§ **TAREFAS**
1. Reescreva a parte do texto sobre empréstimos a analfabetos que começa em "Os magistrados entenderam" e vai até "sobre o tema.", pondo "julgadores" no lugar de "magistrados".
2. Diga se cada afirmação abaixo está de acordo com o texto sobre empréstimos a analfabetos. Responda sim ou não e cite as palavras do texto que decidem a questão.
(a) A decisão se baseou no artigo 595 do Código Civil.
(b) A validade do contrato depende de procuração pública.
(c) A decisão deve atingir cerca de 20 mil processos no Estado.

§ **TRECHO FORNECIDO**
=====
Com base nesse entendimento, desembargadores do Tribunal de Justiça do Ceará, em seção de Direito Privado, decidiram fixar tese sobre a contratação de empréstimos consignados por pessoas analfabetas. A decisão deve impactar cerca de 10 mil processos em trâmite no Estado.

Os magistrados entenderam que a contratação de empréstimo consignado por analfabetos pode ser efetivada com a assinatura a rogo do cliente e de mais duas testemunhas. E mais: não se deve exigir para sua validade procuração pública. A decisão, com base no artigo 595 do Código Civil, foi proferida nesta segunda-feira (21/9) no julgamento de Incidente de Resolução de Demandas Repetitivas (IRDR). Dessa forma, o TJ-CE uniformizou o entendimento sobre o tema.

Segundo o advogado Anastacio Marinho, sócio do escritório Rocha, Marinho e Sales Advogados, que representou o banco suscitante do incidente e fez a sustentação oral no TJ-CE, a decisão é importante por unificar o entendimento do Judiciário cearense sobre o tema, evitando entendimentos divergentes dentro do próprio tribunal.

"A decisão permite uma solução mais rápida para aproximadamente 10 mil processos que atualmente tramitam no Ceará, conferindo também segurança jurídica para esse tipo de contratação", avalia.
=====
§ **MATERIAL FORNECIDO**
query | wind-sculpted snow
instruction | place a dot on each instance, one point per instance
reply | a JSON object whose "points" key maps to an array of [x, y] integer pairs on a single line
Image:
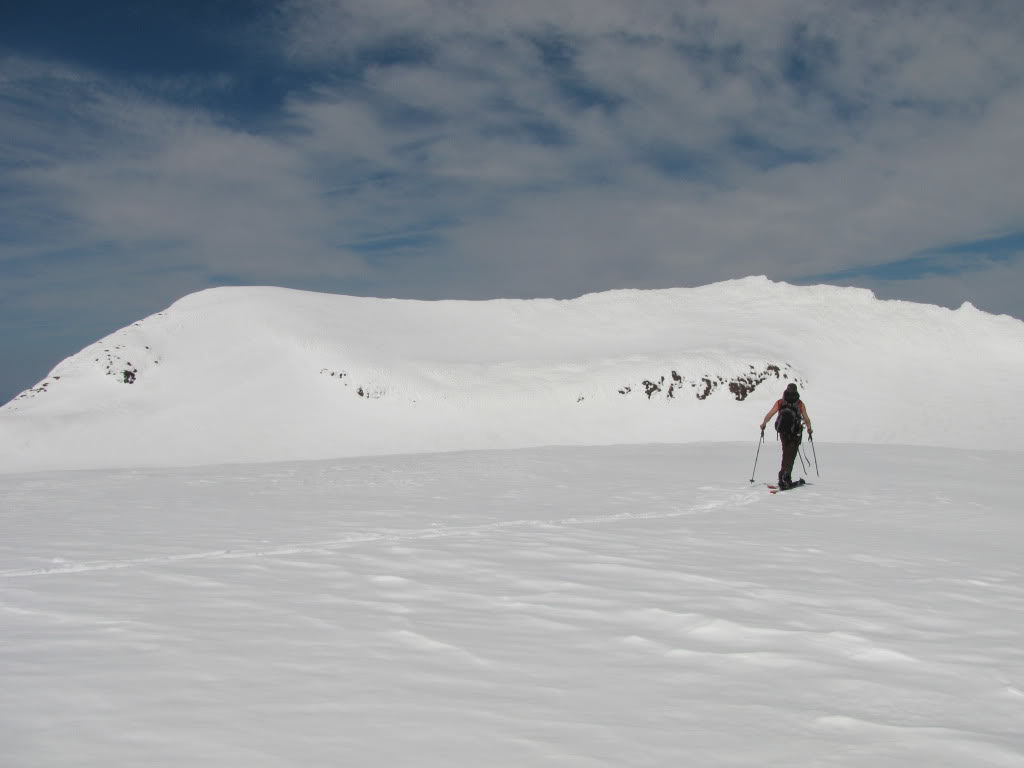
=====
§ **RESPOSTAS**
1.
Os julgadores entenderam que a contratação de empréstimo consignado por analfabetos pode ser efetivada com a assinatura a rogo do cliente e de mais duas testemunhas. E mais: não se deve exigir para sua validade procuração pública. A decisão, com base no artigo 595 do Código Civil, foi proferida nesta segunda-feira (21/9) no julgamento de Incidente de Resolução de Demandas Repetitivas (IRDR). Dessa forma, o TJ-CE uniformizou o entendimento sobre o tema.

2.
(a) Sim: "com base no artigo 595 do Código Civil".
(b) Não: "não se deve exigir para sua validade procuração pública".
(c) Não: "cerca de 10 mil processos em trâmite no Estado".